Exercise requirements:
Retype the following records exactly and exclude the pictures.

Stored data entries:
+---+

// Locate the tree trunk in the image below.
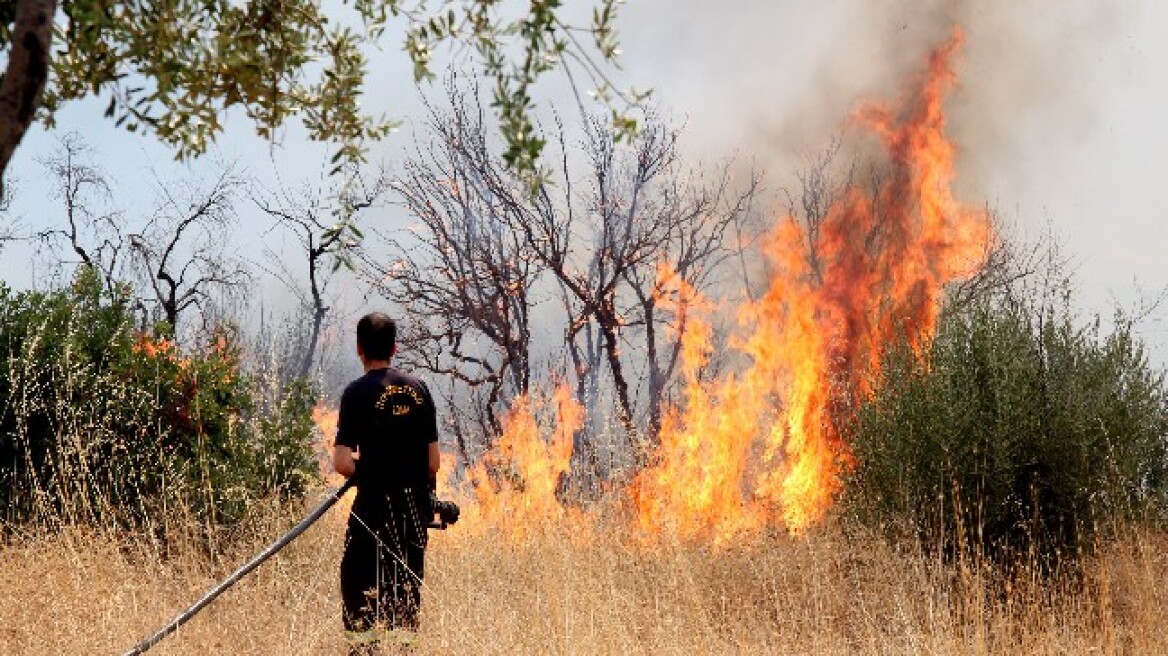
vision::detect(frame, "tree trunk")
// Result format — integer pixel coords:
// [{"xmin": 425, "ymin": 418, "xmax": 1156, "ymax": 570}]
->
[
  {"xmin": 299, "ymin": 305, "xmax": 326, "ymax": 379},
  {"xmin": 0, "ymin": 0, "xmax": 55, "ymax": 194},
  {"xmin": 598, "ymin": 314, "xmax": 638, "ymax": 457},
  {"xmin": 644, "ymin": 298, "xmax": 665, "ymax": 449}
]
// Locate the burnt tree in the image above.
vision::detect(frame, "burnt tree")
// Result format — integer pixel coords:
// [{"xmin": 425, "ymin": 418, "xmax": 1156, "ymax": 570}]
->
[
  {"xmin": 255, "ymin": 169, "xmax": 386, "ymax": 380},
  {"xmin": 618, "ymin": 155, "xmax": 759, "ymax": 444},
  {"xmin": 129, "ymin": 168, "xmax": 248, "ymax": 335},
  {"xmin": 35, "ymin": 134, "xmax": 128, "ymax": 292},
  {"xmin": 365, "ymin": 98, "xmax": 538, "ymax": 444},
  {"xmin": 386, "ymin": 89, "xmax": 758, "ymax": 468}
]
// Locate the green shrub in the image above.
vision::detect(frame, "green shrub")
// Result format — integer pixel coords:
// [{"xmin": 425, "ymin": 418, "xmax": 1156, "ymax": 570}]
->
[
  {"xmin": 0, "ymin": 267, "xmax": 317, "ymax": 532},
  {"xmin": 844, "ymin": 283, "xmax": 1168, "ymax": 570}
]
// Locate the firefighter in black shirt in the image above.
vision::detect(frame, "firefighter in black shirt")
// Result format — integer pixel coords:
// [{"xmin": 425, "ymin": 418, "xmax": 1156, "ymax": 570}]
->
[{"xmin": 332, "ymin": 312, "xmax": 440, "ymax": 649}]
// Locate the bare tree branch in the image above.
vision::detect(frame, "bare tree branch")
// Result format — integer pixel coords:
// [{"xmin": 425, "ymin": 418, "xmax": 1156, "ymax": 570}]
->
[
  {"xmin": 128, "ymin": 165, "xmax": 248, "ymax": 335},
  {"xmin": 253, "ymin": 166, "xmax": 388, "ymax": 380},
  {"xmin": 377, "ymin": 84, "xmax": 759, "ymax": 470},
  {"xmin": 35, "ymin": 133, "xmax": 127, "ymax": 292}
]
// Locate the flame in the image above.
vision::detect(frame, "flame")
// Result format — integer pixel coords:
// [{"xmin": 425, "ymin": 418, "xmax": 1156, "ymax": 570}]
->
[
  {"xmin": 462, "ymin": 384, "xmax": 585, "ymax": 539},
  {"xmin": 631, "ymin": 265, "xmax": 766, "ymax": 542},
  {"xmin": 314, "ymin": 389, "xmax": 585, "ymax": 537},
  {"xmin": 317, "ymin": 28, "xmax": 989, "ymax": 546},
  {"xmin": 132, "ymin": 335, "xmax": 177, "ymax": 359},
  {"xmin": 633, "ymin": 26, "xmax": 988, "ymax": 540},
  {"xmin": 311, "ymin": 404, "xmax": 344, "ymax": 486}
]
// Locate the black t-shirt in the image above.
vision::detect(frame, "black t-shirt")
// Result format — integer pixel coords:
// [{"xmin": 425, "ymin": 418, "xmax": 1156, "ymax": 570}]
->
[{"xmin": 336, "ymin": 367, "xmax": 438, "ymax": 491}]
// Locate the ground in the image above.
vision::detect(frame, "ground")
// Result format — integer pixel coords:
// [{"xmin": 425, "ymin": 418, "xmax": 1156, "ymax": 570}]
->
[{"xmin": 2, "ymin": 490, "xmax": 1166, "ymax": 655}]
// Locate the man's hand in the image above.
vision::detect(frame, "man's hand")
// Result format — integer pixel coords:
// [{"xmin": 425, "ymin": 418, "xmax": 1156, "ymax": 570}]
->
[{"xmin": 333, "ymin": 444, "xmax": 357, "ymax": 478}]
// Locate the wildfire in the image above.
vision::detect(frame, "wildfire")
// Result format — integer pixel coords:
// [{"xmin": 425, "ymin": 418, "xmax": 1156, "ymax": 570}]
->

+---+

Solution for this task:
// Locate the tree trunk in the image below.
vision::detect(frame, "tree trunk")
// Result format — integer pixel coords:
// [{"xmin": 425, "ymin": 418, "xmax": 1156, "ymax": 570}]
->
[
  {"xmin": 299, "ymin": 305, "xmax": 326, "ymax": 379},
  {"xmin": 0, "ymin": 0, "xmax": 55, "ymax": 194},
  {"xmin": 598, "ymin": 314, "xmax": 638, "ymax": 457},
  {"xmin": 644, "ymin": 298, "xmax": 665, "ymax": 449}
]
// Locate the burnt tree in the image above.
vision::detect(frame, "burnt tree")
// Result format — integer pixel coords:
// [{"xmin": 425, "ymin": 418, "xmax": 1156, "ymax": 570}]
->
[
  {"xmin": 255, "ymin": 169, "xmax": 386, "ymax": 380},
  {"xmin": 618, "ymin": 155, "xmax": 759, "ymax": 444},
  {"xmin": 129, "ymin": 168, "xmax": 248, "ymax": 335},
  {"xmin": 35, "ymin": 134, "xmax": 128, "ymax": 292},
  {"xmin": 365, "ymin": 98, "xmax": 538, "ymax": 444},
  {"xmin": 386, "ymin": 89, "xmax": 758, "ymax": 468}
]
// Locate the green shrub in the image above.
vision::detect(frame, "green shrub")
// Result format — integer pixel coords:
// [{"xmin": 425, "ymin": 418, "xmax": 1156, "ymax": 570}]
->
[
  {"xmin": 0, "ymin": 267, "xmax": 317, "ymax": 532},
  {"xmin": 844, "ymin": 283, "xmax": 1168, "ymax": 570}
]
// Locate the firefighter in black shirt in the image above.
vision::detect(frame, "firefighter in black shirt")
// Result format — integer pixel coords:
// [{"xmin": 425, "ymin": 418, "xmax": 1156, "ymax": 570}]
->
[{"xmin": 332, "ymin": 312, "xmax": 440, "ymax": 649}]
// Locate the bare tree branch in the image above.
vision::detect(frame, "bare tree branch")
// Result format — integer pixel coords:
// [{"xmin": 425, "ymin": 418, "xmax": 1156, "ymax": 570}]
->
[
  {"xmin": 128, "ymin": 165, "xmax": 248, "ymax": 335},
  {"xmin": 253, "ymin": 166, "xmax": 388, "ymax": 380},
  {"xmin": 377, "ymin": 84, "xmax": 759, "ymax": 470},
  {"xmin": 35, "ymin": 133, "xmax": 127, "ymax": 292}
]
// Locate the flame in the image above.
vision::detect(frame, "flame")
// Result format — integer pixel coords:
// [{"xmin": 425, "ymin": 418, "xmax": 1156, "ymax": 570}]
->
[
  {"xmin": 462, "ymin": 384, "xmax": 585, "ymax": 539},
  {"xmin": 631, "ymin": 265, "xmax": 766, "ymax": 542},
  {"xmin": 314, "ymin": 389, "xmax": 585, "ymax": 537},
  {"xmin": 317, "ymin": 28, "xmax": 989, "ymax": 546},
  {"xmin": 132, "ymin": 335, "xmax": 177, "ymax": 359},
  {"xmin": 633, "ymin": 26, "xmax": 988, "ymax": 540},
  {"xmin": 311, "ymin": 404, "xmax": 344, "ymax": 486}
]
// Locate the black t-shirt in the image above.
vision::detect(frame, "black t-shirt")
// Result format — integer pixel coords:
// [{"xmin": 425, "ymin": 418, "xmax": 1156, "ymax": 570}]
->
[{"xmin": 336, "ymin": 367, "xmax": 438, "ymax": 491}]
// Locate the ground in the image above.
vision::detect(frame, "ground")
// Result format — integer pixel coords:
// [{"xmin": 425, "ymin": 418, "xmax": 1156, "ymax": 570}]
->
[{"xmin": 2, "ymin": 490, "xmax": 1166, "ymax": 655}]
// Locate the man's hand in the image above.
vision::detect(frame, "man's hand")
// Result format — integer pixel coords:
// [{"xmin": 425, "ymin": 418, "xmax": 1156, "ymax": 570}]
->
[{"xmin": 333, "ymin": 444, "xmax": 357, "ymax": 478}]
// Locate the wildfire in the image above.
vision::detect(frame, "wildfire")
// Result format — integer pixel coords:
// [{"xmin": 425, "ymin": 418, "xmax": 1156, "ymax": 570}]
->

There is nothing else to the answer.